▶ _Задание_:
Пожалуйста, продолжите рассказ о полевых работах геологов на Шпицбергене, начав сразу после его последнего предложения.

▶ _Фрагмент текста_:
################

Я собрал мешочки с пробами, сложил их в рюкзак. Потом снял с себя полевую сумку, чтобы и её упаковать туда же. Обворачивая ремень вокруг сумки, я вдруг почувствовал, что в ней что-то лежит. Расстегнув замочек и откинув клапан, я увидел на дне сумки футляр компаса. Уже доставая его, я почувствовал приятную тяжесть. В футляре, аккуратно упакованный, спокойно лежал мой компас.

У меня в альбоме есть фотография – далеко в море по большой льдине бежит медведь. Глядя на него, я всегда вспоминаю о своей прорухе, об утерянном компасе и о беспредельных возможностях полярных геологов.

Заблудившиеся во времени

Да-да, в поле бывает и такое... Лето 1989 года на Шпицбергене выдалось на удивление хорошим. Мы в тот год во второй половине июля (а это разгар лета) работали на севере архипелага – в районе Моссель-бухты. Погода стояла отличная: голубое безоблачное небо, полное безветрие и высокая температура. В течение одной декады, бегая в маршрутах по 10-12 часов в одних рубашках, мы (к нашему удивлению) сделали все плановые объёмы и на какое-то время расслабились. Но так как вертолёты за нами должны были прилететь ещё не скоро, мы начали искать дополнительные и очень интересные объекты. Именно в этот момент в наши головы пришла мысль провести опробование древних метавулканитов в районе бухты Вассфарет – примерно в 30-35 км к югу от нашего лагеря. Путь туда лежал вокруг Моссель-бухты, затем через небольшой горный массив, а потом вдоль моря. Единственным серьёзным препятствием на этом пути была речка, вытекающая из озера Феммильшоен, но по опыту своей работы в этом районе с С.А. Абакумовым в сентябре 1986 года я знал, что она, в принципе, поддаётся форсированию без особых проблем. Сказано – сделано.

################

▶ _Исходные данные_:
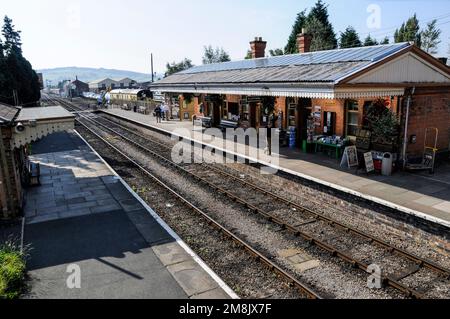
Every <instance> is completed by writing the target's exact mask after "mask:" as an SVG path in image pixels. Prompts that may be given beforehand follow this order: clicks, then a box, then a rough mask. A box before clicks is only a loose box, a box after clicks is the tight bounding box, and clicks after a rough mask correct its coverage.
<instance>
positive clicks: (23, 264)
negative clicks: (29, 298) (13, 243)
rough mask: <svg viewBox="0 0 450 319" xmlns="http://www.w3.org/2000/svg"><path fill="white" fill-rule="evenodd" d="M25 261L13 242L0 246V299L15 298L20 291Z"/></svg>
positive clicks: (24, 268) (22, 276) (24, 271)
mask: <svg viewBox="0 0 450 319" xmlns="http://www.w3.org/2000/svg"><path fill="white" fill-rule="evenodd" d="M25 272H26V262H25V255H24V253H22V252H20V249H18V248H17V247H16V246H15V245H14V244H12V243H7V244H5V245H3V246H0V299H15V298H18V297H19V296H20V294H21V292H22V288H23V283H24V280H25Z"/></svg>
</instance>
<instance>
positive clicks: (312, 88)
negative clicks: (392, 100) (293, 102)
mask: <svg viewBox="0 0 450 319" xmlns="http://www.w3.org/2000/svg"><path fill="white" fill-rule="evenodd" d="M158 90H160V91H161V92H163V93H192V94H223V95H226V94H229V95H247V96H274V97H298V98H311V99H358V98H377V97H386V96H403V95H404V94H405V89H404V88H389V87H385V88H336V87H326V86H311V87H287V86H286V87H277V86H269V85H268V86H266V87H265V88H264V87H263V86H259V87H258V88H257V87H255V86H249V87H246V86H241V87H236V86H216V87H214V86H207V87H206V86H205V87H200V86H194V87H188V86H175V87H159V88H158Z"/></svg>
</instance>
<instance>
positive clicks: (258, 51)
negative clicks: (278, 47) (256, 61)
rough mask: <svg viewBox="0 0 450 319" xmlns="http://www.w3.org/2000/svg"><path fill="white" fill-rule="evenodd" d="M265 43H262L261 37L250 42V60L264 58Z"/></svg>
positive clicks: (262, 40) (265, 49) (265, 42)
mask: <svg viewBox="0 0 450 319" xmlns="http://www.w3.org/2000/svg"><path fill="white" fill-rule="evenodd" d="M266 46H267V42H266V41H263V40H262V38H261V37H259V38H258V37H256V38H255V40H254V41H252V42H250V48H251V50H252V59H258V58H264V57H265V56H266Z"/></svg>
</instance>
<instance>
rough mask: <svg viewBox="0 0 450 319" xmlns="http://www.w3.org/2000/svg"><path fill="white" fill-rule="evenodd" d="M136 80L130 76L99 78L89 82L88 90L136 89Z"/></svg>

################

▶ _Поле ответа_:
Прекрасным июльским утром мы с моим товарищем Сашей Ларионовым вышли в маршрут. По нашему плану, мы должны были за первый день добраться до Вассфарета и взять интересующие нас пробы. После ночёвки в охотничьем домике, к вечеру второго дня, мы собирались быть в лагере. Так планировали мы, но где-то планировали иначе.

Отличная погода способствовала нашему движению к югу. За интеллектуальными разговорами и время, и дорога уходили назад незаметно. А первая неприятность ожидала нас почти у финиша: в четырёх километрах от Вассфарета мы упёрлись в ту самую речку и только тут поняли, что любое явление может иметь две стороны – светлую и тёмную. Тёмной стороной в нашей ситуации был тот простой факт, что тёплая и тихая погода, так радовавшая нас, инициировала мощную оттайку, которая превратила тихую речку в бешеный поток. Раз за разом мы пытались пересечь её вброд, и каждый раз вода нас опрокидывала, грозя в любую минуту затащить в узкое ущелье, выплыть из которого было бы невозможно. Мокрые и обескураженные мы вышли на берег моря, развели костёр из плавника и решили перекусить, а заодно и обсудить нашу проблему. Но надо отметить, что о капитуляции не было даже намёка.

А ситуация была очень конкретная. Озеро, которое речкой соединялось с морем, называется Феммильшоен, что по-русски значит Пятимильное. Узкое, как офицерская сабля, оно пересекает весь район в широтном направлении своей глубокой долиной, а на востоке венчается крутым выводным ледником. Этот ледник выходит с высокогорного ледяного плато, а обрывается прямо в озеро. Любому, кто решил бы обходить озеро, пришлось бы делать крюк вёрст на 40-45, и все по горам да ледникам. Перспектива весьма непривлекательная!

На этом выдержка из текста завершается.